Apply what you read:
(1) Reproduce the text about Central American Airways word for word, starting at "Central American International, year-end" and ending at "Convair 880 freighter.".
(2) Continue the text about Central American Airways, picking up right after its final sentence.

Reading text:
The name change from CAI to TIA was effective 26 October 1984 and first flight was early in 1985. The CAI version of TIA moved to Orlando International Airport where it operated DC-8s (see photo above) and Lockheed L-188 Electras (see External links for an Electra photo). In early 1986, Transamerica Corporation announced its intention to divest remaining non-financial subsidiaries, including Transamerica Airlines, Trans International Airlines, Budget Rent-A-Car and industrial manufacturing firm Transamerica Delaval. Transamerica Airlines shut down on September 30, but Trans International Airlines was sold as a going concern in July 1987 to TIA Invest Co, Inc., at which time its president was William Hardenstine. In June 1988, Robert P. Fleming, previously associated with Fleming International Airways, became president, CEO and chair.

The airline went out of business in 1989. The FAA shows the carrier in operation at year-end 1988, but Kentucky corporate records show an involuntary dissolution later that year.

==Fleet==
Central American Airways, year-end 1965:

- 1 Douglas DC-3
- 1 Martin 2-0-2

Central American Airways, year-end 1972:

- 1 Douglas DC-3
- 1 Lockheed L-749 Constellation
- 1 Lockheed L-1049 Super Constellation
- 1 Martin 2-0-2

Central American International, year-end 1977:

- 1 Douglas DC-3
- 1 Lockheed L-1049 Super Constellation

As related in the text, in 1981 Central American International operated a Convair 880 freighter.

Provided material:
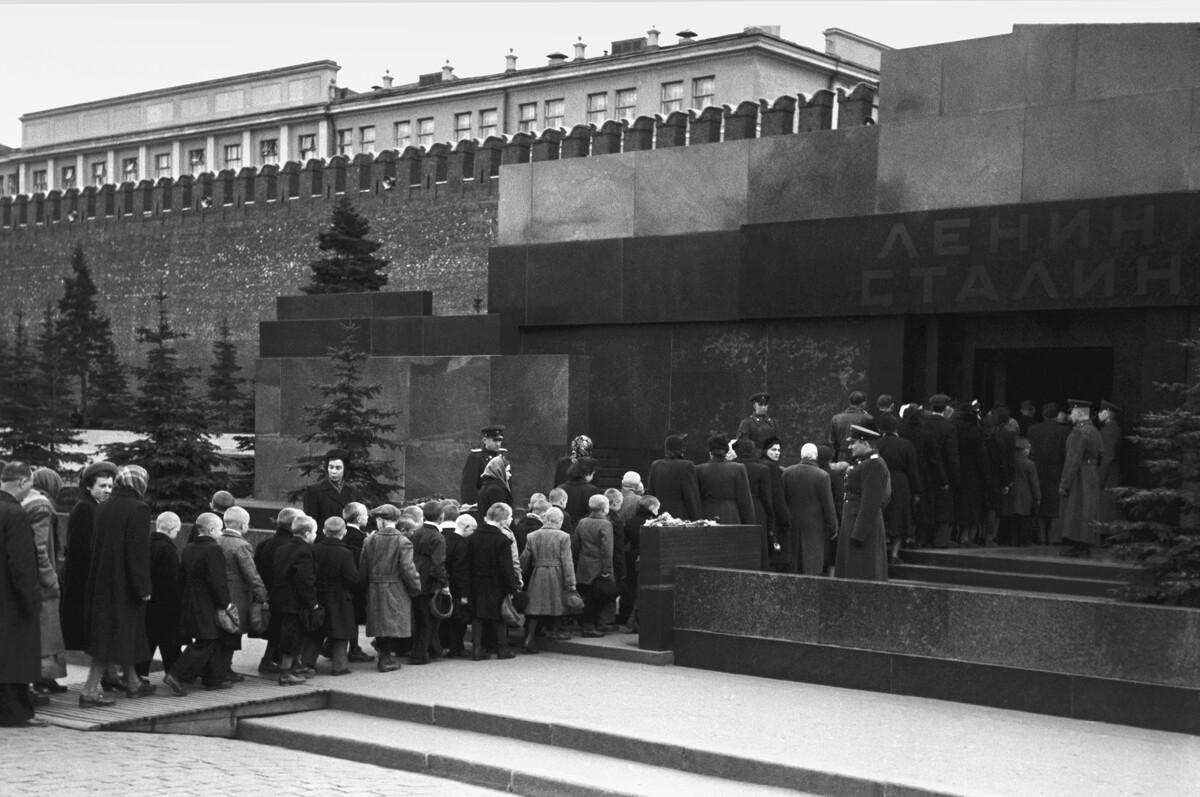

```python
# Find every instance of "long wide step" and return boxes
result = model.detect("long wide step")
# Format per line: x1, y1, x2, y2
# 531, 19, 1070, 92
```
238, 709, 805, 797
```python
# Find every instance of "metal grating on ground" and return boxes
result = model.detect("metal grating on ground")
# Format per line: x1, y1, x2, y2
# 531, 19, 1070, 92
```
37, 678, 331, 736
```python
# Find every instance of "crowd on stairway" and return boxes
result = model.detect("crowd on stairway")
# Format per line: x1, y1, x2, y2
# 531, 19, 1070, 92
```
0, 391, 1122, 726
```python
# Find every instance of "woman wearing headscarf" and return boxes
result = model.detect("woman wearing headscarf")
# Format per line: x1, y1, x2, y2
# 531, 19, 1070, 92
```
476, 456, 512, 522
554, 435, 594, 492
20, 468, 67, 691
79, 465, 155, 707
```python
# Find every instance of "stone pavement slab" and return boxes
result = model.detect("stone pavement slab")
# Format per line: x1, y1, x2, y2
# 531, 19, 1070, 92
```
0, 727, 498, 797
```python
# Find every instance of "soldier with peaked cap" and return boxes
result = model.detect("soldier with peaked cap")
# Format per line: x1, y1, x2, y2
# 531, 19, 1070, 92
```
458, 424, 508, 504
733, 392, 781, 451
1098, 399, 1124, 523
1058, 399, 1104, 556
834, 424, 892, 581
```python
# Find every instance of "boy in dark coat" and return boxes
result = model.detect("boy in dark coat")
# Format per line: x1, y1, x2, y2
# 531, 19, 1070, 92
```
136, 513, 182, 678
312, 517, 359, 676
162, 513, 233, 697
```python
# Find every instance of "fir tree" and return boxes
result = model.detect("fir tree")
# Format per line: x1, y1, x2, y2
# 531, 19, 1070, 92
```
300, 196, 388, 294
208, 318, 253, 431
107, 288, 226, 515
289, 323, 402, 503
58, 244, 113, 427
1106, 338, 1200, 606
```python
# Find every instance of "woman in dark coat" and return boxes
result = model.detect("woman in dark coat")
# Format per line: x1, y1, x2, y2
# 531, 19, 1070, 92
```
467, 503, 517, 661
79, 465, 155, 706
475, 456, 512, 523
59, 462, 116, 652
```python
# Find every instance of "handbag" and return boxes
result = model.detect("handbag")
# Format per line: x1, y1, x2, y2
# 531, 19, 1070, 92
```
500, 595, 524, 628
563, 587, 583, 615
216, 604, 241, 634
592, 573, 620, 603
250, 601, 271, 636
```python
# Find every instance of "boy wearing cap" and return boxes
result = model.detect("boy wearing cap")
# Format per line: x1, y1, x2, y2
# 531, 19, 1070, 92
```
834, 424, 892, 581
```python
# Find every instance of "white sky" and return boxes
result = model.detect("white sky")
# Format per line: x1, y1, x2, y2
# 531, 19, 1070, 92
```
0, 0, 1200, 146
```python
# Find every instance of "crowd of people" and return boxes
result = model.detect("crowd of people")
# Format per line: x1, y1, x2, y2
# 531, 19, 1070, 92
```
0, 391, 1122, 726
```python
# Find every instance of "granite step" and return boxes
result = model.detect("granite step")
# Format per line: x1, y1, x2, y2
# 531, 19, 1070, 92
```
238, 709, 811, 797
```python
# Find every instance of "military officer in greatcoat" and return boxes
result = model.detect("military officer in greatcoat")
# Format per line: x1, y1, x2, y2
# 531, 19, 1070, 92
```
458, 424, 508, 504
1058, 399, 1104, 556
733, 392, 782, 450
834, 424, 892, 581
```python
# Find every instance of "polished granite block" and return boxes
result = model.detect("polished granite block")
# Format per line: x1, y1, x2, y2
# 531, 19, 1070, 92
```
275, 290, 433, 320
942, 34, 1025, 116
528, 155, 637, 242
1094, 604, 1200, 688
421, 313, 517, 356
1070, 677, 1200, 735
1075, 24, 1200, 101
944, 589, 1102, 673
253, 358, 283, 435
876, 108, 1028, 214
408, 356, 492, 445
280, 356, 334, 435
676, 568, 820, 642
258, 318, 371, 358
746, 125, 880, 224
620, 232, 742, 324
491, 354, 584, 448
878, 44, 946, 125
370, 318, 431, 356
1018, 25, 1079, 106
820, 579, 949, 655
487, 245, 527, 324
633, 140, 754, 235
526, 237, 624, 325
496, 163, 533, 246
1017, 90, 1196, 204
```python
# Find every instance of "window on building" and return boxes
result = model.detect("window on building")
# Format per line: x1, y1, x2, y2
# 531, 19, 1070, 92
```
691, 74, 716, 108
296, 133, 317, 164
454, 110, 470, 142
416, 116, 433, 149
659, 80, 683, 114
187, 150, 208, 174
545, 100, 566, 130
617, 89, 637, 119
588, 91, 608, 126
479, 108, 499, 139
395, 119, 413, 152
517, 102, 538, 133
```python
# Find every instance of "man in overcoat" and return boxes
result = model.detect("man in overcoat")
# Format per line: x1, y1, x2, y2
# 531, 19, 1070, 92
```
458, 424, 506, 504
784, 443, 838, 576
834, 424, 892, 581
1058, 399, 1104, 556
696, 435, 757, 526
162, 513, 233, 697
0, 462, 46, 727
648, 435, 701, 528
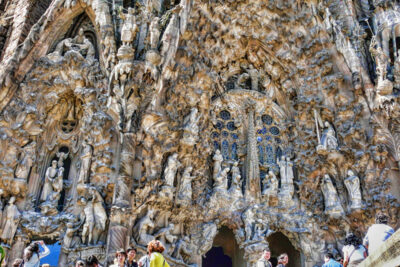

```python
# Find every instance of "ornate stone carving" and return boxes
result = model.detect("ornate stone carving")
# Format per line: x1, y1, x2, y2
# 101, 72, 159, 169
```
321, 174, 344, 217
344, 170, 362, 209
1, 197, 21, 245
176, 166, 194, 205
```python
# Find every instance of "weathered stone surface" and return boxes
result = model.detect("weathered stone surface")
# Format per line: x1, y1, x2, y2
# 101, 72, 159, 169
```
0, 0, 400, 266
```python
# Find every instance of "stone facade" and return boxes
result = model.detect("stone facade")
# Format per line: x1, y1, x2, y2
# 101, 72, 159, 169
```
0, 0, 400, 267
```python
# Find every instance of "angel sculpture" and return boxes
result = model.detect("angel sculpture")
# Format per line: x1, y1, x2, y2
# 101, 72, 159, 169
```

Task-by-task outputs:
(1)
Central American International, year-end 1977:

- 1 Douglas DC-3
- 1 Lockheed L-1049 Super Constellation

As related in the text, in 1981 Central American International operated a Convair 880 freighter.

(2)
Trans International Airlines year-end 1987:

- 7 DC-8
- 3 Lockheed L-188 Electra

==Accident==
- 10 September 1965: Shortly after takeoff from Bowman Field, Central American Airways Douglas DC-3 N272R, empty on a flight to pickup cargo in Dayton, collided with Cessna 150 N4564U flown by a student pilot. The Cessna crashed, killing the pilot, while N272R was able to return to the field. The student pilot had not received clearance to be where he was.

==Legacy==
As of 2025, Central American Airways continues to operate as a fixed base operator at Bowman Field in Louisville. That company's website notes the 70 year heritage of the company.